Starting with the line that contains "As a warehouse robot's perception module, locate white window" and going on through the line that contains "0, 70, 52, 206", write out only those lines of the items below, requests included, and scale every bounding-box coordinate in the answers by 2.45, rounding each result to a whole number with halves rounded up.

- - -

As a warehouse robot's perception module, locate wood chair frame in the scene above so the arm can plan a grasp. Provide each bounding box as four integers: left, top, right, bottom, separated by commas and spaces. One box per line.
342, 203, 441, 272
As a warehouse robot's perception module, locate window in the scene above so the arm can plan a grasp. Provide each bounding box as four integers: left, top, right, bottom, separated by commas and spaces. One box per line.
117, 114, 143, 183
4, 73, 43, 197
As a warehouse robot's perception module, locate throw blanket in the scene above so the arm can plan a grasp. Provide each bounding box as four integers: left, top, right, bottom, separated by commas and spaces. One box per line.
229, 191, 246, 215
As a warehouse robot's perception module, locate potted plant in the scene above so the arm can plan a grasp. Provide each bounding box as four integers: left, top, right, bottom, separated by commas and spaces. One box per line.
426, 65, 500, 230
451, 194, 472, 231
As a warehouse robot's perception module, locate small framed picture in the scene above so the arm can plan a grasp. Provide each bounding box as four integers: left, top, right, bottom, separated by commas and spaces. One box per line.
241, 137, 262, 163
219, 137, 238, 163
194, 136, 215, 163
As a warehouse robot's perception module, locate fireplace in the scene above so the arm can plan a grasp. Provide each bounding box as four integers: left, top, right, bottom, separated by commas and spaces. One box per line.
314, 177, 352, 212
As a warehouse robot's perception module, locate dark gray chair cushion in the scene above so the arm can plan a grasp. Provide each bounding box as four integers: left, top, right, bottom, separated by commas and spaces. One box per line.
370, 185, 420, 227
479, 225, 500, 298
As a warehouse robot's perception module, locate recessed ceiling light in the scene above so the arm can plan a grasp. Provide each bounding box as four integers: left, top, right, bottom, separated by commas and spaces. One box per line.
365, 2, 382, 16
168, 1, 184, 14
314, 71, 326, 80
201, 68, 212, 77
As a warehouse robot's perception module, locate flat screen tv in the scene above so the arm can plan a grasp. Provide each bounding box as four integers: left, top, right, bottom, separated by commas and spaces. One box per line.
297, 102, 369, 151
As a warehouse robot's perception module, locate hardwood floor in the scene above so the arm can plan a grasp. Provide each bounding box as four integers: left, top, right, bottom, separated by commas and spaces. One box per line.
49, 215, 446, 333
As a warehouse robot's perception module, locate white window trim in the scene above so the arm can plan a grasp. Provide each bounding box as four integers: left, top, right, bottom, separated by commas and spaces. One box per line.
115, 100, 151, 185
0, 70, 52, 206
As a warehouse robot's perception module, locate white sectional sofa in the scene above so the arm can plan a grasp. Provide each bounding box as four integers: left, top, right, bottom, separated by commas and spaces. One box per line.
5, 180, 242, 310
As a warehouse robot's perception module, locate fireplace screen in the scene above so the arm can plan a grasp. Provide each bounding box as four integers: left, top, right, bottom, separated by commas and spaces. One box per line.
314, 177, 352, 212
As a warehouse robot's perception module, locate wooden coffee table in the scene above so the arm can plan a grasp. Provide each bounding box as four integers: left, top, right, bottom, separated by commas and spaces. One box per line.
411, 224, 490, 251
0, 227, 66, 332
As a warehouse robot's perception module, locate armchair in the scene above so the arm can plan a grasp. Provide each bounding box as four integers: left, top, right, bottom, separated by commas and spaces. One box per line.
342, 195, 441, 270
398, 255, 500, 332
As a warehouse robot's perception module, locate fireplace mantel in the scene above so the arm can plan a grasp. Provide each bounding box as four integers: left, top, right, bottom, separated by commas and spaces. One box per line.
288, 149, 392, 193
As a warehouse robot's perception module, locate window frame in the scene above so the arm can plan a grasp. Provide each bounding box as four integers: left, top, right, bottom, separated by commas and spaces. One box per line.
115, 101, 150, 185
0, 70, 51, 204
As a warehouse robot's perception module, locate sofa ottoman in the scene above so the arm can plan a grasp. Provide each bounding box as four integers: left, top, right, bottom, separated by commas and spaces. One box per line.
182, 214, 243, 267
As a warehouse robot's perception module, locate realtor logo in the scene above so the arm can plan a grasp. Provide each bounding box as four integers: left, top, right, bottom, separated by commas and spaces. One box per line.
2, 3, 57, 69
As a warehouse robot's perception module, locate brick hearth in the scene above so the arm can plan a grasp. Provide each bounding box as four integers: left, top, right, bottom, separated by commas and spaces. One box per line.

- - -

TASK SOLUTION ::
As a warehouse robot's perception module, locate white window trim in the scene above so the arm can plan a grasp. Provide each bounding box as four integers: left, top, right, bottom, separated by commas and spaces. One box per line.
282, 245, 370, 453
0, 172, 127, 505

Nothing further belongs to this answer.